**EXTRACTO DEL DOCUMENTO**
++++

Fortalecer a los estados

Luis Rubio

Mas allá de la militancia reciente de algunos gobernadores, la apertura política que el país ha venido experimentando en los últimos años ha estado acompañada de un fenómeno pernicioso y potencialmente peligroso: el del derroche fiscal en los estados y municipios. Luego de que por décadas la federación ejerciera un férreo control sobre los asuntos fiscales, control que era con frecuencia denigrante y animado por criterios partidistas y de lealtad personal, hemos pasado a un esquema de despilfarro que no sólo no fortalece el federalismo, sino que pone en riesgo la estabilidad fiscal del país. Ahora que los legisladores están por revisar el presupuesto de la federación, existe la oportunidad de transformar la estructura de las finanzas públicas para el bien del país.

++++

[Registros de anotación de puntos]
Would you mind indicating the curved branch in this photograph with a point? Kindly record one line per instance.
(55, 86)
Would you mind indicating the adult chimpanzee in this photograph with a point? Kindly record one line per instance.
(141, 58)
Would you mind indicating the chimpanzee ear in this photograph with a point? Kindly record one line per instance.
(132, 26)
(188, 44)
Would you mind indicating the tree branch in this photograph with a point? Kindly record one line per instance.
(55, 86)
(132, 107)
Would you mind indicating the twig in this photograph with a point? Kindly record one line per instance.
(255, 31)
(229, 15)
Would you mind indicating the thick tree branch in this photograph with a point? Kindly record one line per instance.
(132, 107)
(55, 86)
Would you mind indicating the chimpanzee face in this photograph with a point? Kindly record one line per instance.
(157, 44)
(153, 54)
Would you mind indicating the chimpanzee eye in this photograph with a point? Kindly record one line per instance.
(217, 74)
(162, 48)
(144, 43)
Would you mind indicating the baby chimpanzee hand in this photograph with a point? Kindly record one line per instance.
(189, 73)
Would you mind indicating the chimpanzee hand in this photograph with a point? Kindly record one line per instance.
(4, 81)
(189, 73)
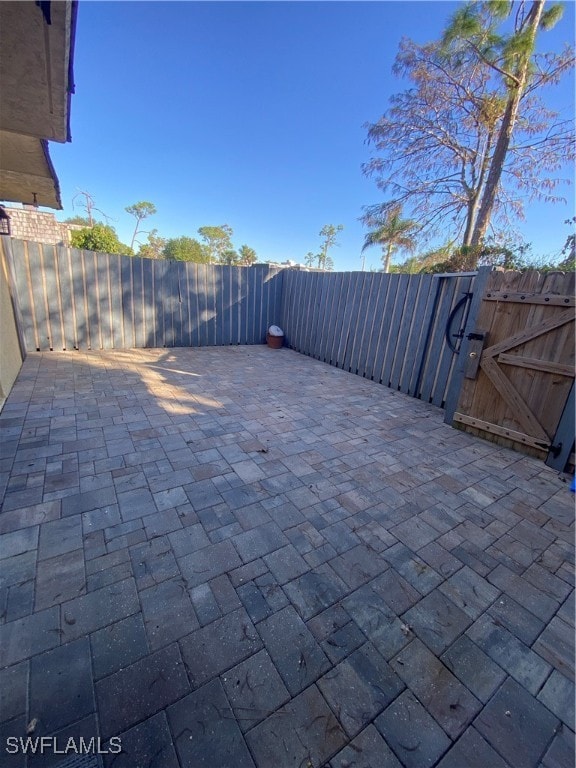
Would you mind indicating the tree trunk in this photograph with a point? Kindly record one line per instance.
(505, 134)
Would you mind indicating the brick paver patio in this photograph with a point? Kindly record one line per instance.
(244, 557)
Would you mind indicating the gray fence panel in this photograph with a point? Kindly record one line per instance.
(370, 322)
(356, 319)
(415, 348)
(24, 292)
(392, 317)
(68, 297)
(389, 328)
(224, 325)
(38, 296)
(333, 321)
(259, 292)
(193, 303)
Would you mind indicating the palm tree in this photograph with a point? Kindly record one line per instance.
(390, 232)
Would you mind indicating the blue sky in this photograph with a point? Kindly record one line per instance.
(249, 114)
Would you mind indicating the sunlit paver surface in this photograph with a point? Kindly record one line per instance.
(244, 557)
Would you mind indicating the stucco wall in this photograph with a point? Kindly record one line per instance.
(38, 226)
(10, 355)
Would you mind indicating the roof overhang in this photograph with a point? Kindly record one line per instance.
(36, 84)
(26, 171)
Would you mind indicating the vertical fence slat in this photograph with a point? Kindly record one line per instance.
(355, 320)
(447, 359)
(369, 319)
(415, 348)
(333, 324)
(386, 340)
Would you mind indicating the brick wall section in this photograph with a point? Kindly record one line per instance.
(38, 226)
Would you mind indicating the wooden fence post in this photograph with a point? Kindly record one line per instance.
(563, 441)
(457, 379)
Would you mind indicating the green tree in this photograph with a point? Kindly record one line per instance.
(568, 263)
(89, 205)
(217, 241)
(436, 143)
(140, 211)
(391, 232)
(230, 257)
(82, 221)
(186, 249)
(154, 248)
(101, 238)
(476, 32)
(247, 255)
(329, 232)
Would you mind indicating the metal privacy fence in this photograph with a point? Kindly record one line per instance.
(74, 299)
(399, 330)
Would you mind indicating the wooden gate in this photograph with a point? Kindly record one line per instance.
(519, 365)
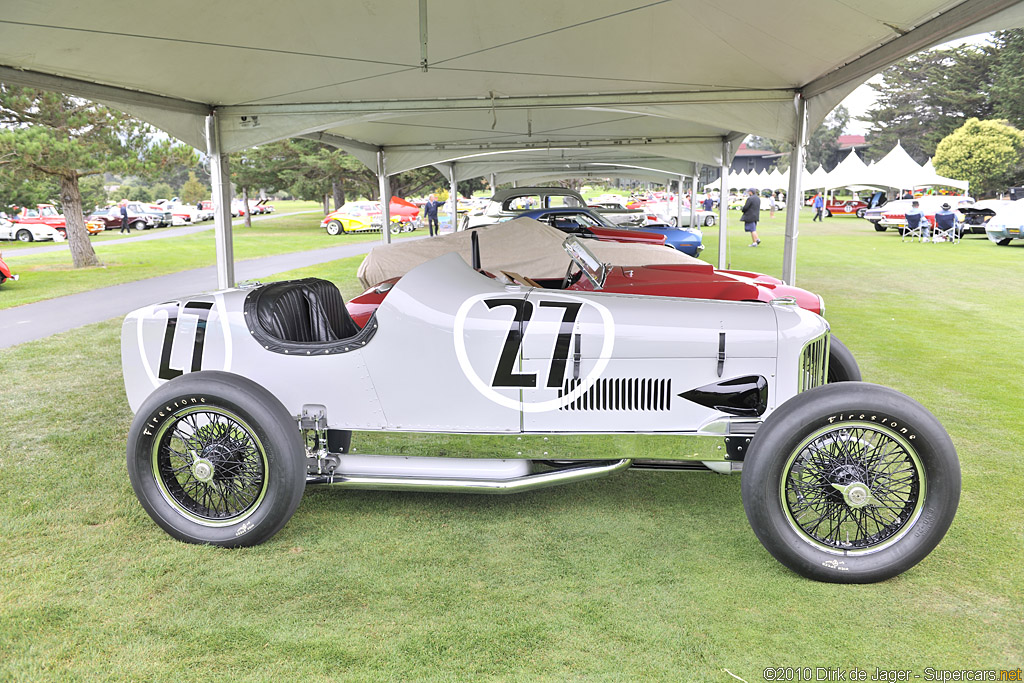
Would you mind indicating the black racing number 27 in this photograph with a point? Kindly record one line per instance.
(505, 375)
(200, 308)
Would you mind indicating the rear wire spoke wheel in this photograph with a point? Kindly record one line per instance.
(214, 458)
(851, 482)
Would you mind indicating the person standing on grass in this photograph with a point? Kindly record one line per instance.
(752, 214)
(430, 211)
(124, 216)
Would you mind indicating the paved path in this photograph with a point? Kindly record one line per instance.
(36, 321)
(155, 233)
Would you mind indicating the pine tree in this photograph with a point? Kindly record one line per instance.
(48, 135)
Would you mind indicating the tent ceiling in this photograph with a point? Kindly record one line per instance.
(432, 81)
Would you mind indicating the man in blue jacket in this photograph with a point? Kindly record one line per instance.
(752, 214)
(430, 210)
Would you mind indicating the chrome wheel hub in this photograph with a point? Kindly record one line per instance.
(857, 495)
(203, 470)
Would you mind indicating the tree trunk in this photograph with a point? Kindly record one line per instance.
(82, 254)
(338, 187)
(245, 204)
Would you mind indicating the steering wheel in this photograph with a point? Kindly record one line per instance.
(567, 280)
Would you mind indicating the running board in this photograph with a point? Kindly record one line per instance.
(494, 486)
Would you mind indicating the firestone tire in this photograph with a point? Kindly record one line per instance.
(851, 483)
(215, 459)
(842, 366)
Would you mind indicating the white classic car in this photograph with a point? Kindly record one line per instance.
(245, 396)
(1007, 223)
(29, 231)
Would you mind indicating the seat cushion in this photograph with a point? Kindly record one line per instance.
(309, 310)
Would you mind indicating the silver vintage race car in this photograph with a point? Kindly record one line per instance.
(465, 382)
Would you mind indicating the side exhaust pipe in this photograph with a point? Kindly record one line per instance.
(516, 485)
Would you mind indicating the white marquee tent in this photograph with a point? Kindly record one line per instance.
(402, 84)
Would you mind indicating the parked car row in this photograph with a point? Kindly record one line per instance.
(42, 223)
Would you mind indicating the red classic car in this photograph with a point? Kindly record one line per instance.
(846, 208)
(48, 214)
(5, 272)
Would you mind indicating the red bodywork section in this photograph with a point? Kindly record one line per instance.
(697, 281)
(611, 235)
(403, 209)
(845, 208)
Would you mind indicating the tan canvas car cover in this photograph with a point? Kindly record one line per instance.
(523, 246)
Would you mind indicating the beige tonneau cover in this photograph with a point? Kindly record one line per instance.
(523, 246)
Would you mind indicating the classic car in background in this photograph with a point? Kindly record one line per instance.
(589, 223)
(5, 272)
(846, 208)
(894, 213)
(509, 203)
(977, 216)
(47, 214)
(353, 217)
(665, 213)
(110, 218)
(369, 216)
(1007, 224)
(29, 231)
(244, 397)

++++

**TRABAJO REQUERIDO**
1. Transcribe del extracto del documento el fragmento comprendido entre "Fortalecer a los" y "bien del país.", ambos incluidos.
2. Según el extracto del documento, ¿qué están por revisar los legisladores?

**SOLUCIONES A CONTINUACIÓN**
1.
Fortalecer a los estados

Luis Rubio

Mas allá de la militancia reciente de algunos gobernadores, la apertura política que el país ha venido experimentando en los últimos años ha estado acompañada de un fenómeno pernicioso y potencialmente peligroso: el del derroche fiscal en los estados y municipios. Luego de que por décadas la federación ejerciera un férreo control sobre los asuntos fiscales, control que era con frecuencia denigrante y animado por criterios partidistas y de lealtad personal, hemos pasado a un esquema de despilfarro que no sólo no fortalece el federalismo, sino que pone en riesgo la estabilidad fiscal del país. Ahora que los legisladores están por revisar el presupuesto de la federación, existe la oportunidad de transformar la estructura de las finanzas públicas para el bien del país.

2. El presupuesto de la federación.